> PROBLEM SET:
A. From the passage on working-class northerners below, list the unwritten rules it says the community lives by.
B. Check each statement against the passage on working-class northerners below and answer yes or no, quoting the words that decide it: (i) The last cotton mill in Oldham closed in 1998. (ii) Oldham once had 465 mills. (iii) The passage presents straight-talking, honest politics as something new in the north.
C. Pick up the passage on working-class northerners after its last sentence and continue it.

> SOURCE:
◇ ◇ ◇ ◇

Taking the support of working-class northerners for granted is no longer an option for Labour, if it ever was, warns Jim McMahon
The working classes of the north of England are industrious and ambitious. We are deeply proud of our roots and of the honest graft of earning to provide a decent standard of life for our families. Nonetheless, we want the next generation to have better chances than we did. Hard work and determination are the hallmarks of our world. Built on community and a shared aspiration to get on in life, we live by unwritten rules of contribution, fair play and everyone doing their bit. There is little appetite for nonsense or excuses. Straight-talking, honest politics certainly is not new – up here, we have always called it as we see it.
Nevertheless, the world my grandparents grew up in now feels like a very different time.
Oldham once stood proud as the largest cotton-spinning town in the world, its 365 mills and 16 million spindles making it famous as the King of Cotton. After decades of steep decline, the last cotton mill closed in 1998.

◇ ◇ ◇ ◇

> SUPPLIED INFORMATION:

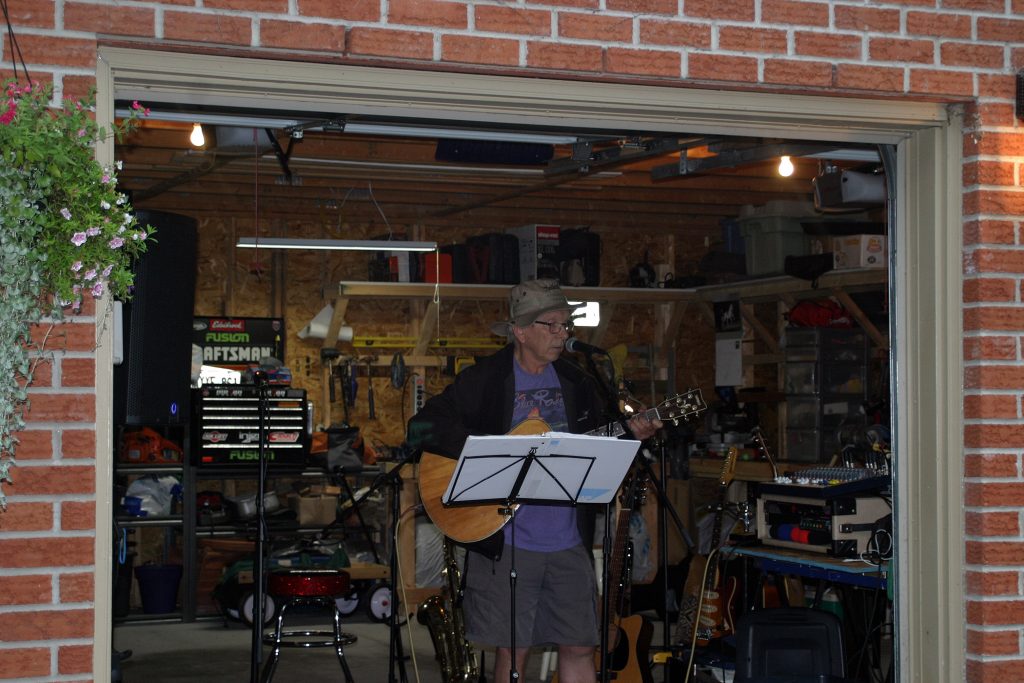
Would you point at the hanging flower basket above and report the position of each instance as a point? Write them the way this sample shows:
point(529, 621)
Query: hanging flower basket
point(66, 232)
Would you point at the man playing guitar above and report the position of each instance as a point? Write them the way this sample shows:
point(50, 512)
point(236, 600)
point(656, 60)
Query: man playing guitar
point(556, 594)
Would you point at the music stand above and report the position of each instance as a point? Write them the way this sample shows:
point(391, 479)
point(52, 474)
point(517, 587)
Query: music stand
point(551, 468)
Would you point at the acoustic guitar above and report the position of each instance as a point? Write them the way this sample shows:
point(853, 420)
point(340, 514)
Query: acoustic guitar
point(468, 523)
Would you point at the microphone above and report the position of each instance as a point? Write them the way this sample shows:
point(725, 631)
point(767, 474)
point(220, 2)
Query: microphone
point(577, 346)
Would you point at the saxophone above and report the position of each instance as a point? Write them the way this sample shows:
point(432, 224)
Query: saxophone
point(442, 616)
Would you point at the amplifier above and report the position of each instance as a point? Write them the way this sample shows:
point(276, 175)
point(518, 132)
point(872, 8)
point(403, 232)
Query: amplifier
point(226, 426)
point(840, 525)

◇ ◇ ◇ ◇

> OUTPUTS IN ORDER:
A.
contribution
fair play
everyone doing their bit

B.
(i) Yes: "the last cotton mill closed in 1998."
(ii) No: "its 365 mills and 16 million spindles"
(iii) No: "Straight-talking, honest politics certainly is not new"

C.
There was Platt Brothers, employing 15,000 people. It graced the Werneth skyline as one of the largest engineering plants in Europe, at over 85 acres, making world-leading textile machinery. It was important to the town and to the world. Important enough to warrant a visit from George V and Queen Mary, a great source of pride for Oldhamers. The works still stand in part, but the giant that was Platt Brothers closed in 1982.
And Oldham was also home to the world-famous Lancaster Bomber which made its mark as the Dambusters flew to victory. At its peak in the 1970s, the factory in Chadderton employed 20,000 people in decent, well-paid jobs. If your dad or uncle worked there you had a decent chance of a good word being put in for you to begin working life there as an apprentice. Tears were shed in 2012 when BAE Systems closed the gates of the Greengate factory for the final time.
Why does any of this matter? The world moves on, so should industry and communities need to adapt. But you do not need to tell that to anyone in the home of the Industrial Revolution, nor anyone who has lived through the collapse of industry and engineering. They had no choice but to adapt. But they have done so in spite of their government turning its back.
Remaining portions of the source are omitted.